Please decide whether each statement below agrees with the text on storing and counting bits, answering yes or no and quoting the words from that text that settle it. 1. Every event type gets its own record. 2. The bit field will have a fixed length. 3. A field covering one million users takes 125KB.

[START Text to read]

I'll use a bit varying field with unlimited length.
To record unique visitors per day, I'll flip the bit corresponding to a user's id.
Each event type will have a separate record. It is possible to get useful information using union(&) and intersection(|) of several fields.
A field for 1 M users will required 1M bits = 125KB.
Is it reasonable to assume that this will result with a better performance and lower space and memory than using a table with a unique index?
Is there a built-in function to count bits similar to BIT_COUNT in mysql and BITCOUNT in redis?
I've found several plpgsql functions in the mailing list.
What is the best function to use for large bitstrings (>100KB)?
Thanks
CREATE OR REPLACE FUNCTION bitcount(i integer) RETURNS integer AS $$ DECLARE n integer; DECLARE amount integer; BEGIN amount := 0; FOR n IN 1..16 LOOP amount := amount + ((i >> (n-1)) & 1); END LOOP; RETURN amount; END $$ LANGUAGE plpgsql;
create or replace function bitsetlen(bit) returns int as $$ declare i int; c int; begin c:=0; for i in 1..length($1) loop if substring($1,i,1)=B'1' then c:=c+1; end if; end loop; return c; end; $$ language plpgsql;
SELECT (myBit & 1 + myBit >> 1 & 1 + myBit >> 2 & 1) AS bitCount FROM myBitTable;
SELECT LENGTH( REPLACE( CAST( B'101000000000000000000010' AS TEXT ), '0', ''));

[END Text to read]
[START Extracted records]

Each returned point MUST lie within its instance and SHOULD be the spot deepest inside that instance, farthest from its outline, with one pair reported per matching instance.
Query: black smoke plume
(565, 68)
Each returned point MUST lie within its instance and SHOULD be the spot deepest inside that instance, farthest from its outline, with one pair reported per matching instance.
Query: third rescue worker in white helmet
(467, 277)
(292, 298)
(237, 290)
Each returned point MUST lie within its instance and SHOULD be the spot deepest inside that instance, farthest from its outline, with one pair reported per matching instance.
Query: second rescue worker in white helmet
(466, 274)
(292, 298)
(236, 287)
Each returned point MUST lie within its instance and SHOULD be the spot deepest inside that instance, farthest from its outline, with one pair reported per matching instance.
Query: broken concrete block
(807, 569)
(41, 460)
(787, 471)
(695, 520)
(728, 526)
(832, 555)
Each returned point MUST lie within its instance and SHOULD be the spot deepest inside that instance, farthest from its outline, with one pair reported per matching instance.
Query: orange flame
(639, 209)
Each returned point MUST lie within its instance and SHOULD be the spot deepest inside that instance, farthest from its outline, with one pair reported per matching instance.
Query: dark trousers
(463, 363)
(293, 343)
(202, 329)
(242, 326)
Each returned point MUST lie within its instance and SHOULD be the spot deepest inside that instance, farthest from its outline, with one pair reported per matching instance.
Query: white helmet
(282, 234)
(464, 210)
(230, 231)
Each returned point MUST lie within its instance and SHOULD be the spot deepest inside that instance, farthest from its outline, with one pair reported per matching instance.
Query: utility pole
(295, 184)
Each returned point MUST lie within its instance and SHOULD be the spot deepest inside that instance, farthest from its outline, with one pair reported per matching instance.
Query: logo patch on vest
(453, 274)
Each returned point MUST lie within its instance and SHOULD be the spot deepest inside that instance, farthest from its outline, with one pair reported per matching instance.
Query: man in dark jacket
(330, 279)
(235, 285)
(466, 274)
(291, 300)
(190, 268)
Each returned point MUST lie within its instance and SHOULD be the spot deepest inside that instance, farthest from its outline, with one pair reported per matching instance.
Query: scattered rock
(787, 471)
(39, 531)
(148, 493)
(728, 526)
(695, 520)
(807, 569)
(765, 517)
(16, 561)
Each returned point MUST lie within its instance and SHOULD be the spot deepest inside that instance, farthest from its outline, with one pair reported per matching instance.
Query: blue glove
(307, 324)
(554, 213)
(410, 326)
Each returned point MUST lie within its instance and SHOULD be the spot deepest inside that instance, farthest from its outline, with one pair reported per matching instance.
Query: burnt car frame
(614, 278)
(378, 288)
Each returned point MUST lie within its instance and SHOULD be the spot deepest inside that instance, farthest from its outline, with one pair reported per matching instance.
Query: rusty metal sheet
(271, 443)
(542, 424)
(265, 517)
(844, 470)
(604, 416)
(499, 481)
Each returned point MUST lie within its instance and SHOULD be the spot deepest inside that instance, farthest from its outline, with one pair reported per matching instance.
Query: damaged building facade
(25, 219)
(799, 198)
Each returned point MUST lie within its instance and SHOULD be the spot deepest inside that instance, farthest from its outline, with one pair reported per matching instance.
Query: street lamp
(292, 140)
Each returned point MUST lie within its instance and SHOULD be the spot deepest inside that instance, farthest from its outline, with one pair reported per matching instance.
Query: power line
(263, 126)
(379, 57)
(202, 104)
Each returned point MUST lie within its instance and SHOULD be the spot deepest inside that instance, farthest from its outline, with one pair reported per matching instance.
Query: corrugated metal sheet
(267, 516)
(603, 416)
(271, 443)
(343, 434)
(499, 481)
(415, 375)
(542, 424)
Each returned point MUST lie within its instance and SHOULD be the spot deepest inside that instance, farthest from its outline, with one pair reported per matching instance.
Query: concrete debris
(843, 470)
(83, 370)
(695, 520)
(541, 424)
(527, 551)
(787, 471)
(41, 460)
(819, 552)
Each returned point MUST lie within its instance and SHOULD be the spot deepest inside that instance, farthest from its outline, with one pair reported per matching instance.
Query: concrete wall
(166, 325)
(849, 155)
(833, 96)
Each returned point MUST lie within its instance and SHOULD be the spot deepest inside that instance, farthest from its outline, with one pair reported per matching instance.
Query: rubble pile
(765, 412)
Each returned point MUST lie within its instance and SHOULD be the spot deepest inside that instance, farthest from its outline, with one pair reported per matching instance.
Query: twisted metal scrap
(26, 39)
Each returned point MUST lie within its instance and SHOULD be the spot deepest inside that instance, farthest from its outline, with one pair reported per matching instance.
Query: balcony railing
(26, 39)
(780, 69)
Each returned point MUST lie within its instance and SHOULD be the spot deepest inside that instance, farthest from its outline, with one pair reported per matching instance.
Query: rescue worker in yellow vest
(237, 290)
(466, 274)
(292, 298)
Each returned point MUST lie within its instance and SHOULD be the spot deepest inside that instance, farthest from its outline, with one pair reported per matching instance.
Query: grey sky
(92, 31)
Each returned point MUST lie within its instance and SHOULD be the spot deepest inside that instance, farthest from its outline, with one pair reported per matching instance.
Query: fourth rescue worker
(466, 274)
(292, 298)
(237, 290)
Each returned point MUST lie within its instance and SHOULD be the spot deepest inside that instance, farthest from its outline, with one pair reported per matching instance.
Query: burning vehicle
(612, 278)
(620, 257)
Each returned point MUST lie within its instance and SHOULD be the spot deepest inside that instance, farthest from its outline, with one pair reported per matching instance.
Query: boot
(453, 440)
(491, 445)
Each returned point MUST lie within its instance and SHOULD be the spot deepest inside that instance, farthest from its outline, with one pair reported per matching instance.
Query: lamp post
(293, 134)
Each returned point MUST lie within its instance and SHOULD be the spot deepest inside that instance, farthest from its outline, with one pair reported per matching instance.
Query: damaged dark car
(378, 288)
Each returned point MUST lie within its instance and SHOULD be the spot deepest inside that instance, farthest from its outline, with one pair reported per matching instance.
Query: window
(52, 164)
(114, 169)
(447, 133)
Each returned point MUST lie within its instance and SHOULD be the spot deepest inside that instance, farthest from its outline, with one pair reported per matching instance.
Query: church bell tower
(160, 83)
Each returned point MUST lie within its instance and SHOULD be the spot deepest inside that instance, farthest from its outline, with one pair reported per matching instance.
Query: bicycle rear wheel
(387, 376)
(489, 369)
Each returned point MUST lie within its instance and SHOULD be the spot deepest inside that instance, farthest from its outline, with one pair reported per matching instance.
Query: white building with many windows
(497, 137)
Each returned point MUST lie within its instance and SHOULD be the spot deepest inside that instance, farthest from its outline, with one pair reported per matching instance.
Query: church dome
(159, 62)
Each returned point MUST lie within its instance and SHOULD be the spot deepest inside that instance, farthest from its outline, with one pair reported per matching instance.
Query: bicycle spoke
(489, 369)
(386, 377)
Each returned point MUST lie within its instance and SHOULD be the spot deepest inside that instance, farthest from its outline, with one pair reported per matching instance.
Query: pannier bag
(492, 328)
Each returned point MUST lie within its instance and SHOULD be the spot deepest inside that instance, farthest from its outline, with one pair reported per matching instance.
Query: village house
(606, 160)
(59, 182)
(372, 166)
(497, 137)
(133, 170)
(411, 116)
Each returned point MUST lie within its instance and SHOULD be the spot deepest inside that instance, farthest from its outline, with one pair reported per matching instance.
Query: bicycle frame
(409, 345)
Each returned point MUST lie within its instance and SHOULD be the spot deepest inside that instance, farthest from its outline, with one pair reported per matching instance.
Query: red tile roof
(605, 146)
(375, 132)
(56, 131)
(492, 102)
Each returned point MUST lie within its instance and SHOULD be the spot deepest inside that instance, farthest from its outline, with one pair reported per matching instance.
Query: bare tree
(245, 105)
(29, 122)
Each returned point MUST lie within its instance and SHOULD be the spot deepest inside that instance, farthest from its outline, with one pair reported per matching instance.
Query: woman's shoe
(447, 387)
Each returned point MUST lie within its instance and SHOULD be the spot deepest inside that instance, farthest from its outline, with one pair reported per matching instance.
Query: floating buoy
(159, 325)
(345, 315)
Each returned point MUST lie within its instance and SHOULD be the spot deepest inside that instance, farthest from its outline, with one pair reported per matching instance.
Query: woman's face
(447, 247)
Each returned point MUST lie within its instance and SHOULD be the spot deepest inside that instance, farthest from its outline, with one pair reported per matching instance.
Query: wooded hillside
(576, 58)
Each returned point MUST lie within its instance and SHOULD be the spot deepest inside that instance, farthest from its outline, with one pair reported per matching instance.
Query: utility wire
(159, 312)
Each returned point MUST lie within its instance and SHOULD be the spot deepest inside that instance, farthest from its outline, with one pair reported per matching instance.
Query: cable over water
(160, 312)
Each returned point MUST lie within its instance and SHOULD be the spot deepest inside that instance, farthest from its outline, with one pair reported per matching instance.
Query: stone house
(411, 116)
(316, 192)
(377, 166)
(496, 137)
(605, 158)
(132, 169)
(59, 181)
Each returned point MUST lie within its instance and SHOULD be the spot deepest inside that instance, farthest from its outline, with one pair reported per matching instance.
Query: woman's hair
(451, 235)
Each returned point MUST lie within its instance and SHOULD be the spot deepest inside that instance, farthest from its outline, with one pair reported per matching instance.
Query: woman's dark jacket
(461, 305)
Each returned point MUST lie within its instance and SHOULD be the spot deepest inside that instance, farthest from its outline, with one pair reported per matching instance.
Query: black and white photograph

[END Extracted records]

- Completed exercise
1. Yes: "Each event type will have a separate record."
2. No: "I'll use a bit varying field with unlimited length."
3. Yes: "A field for 1 M users will required 1M bits = 125KB."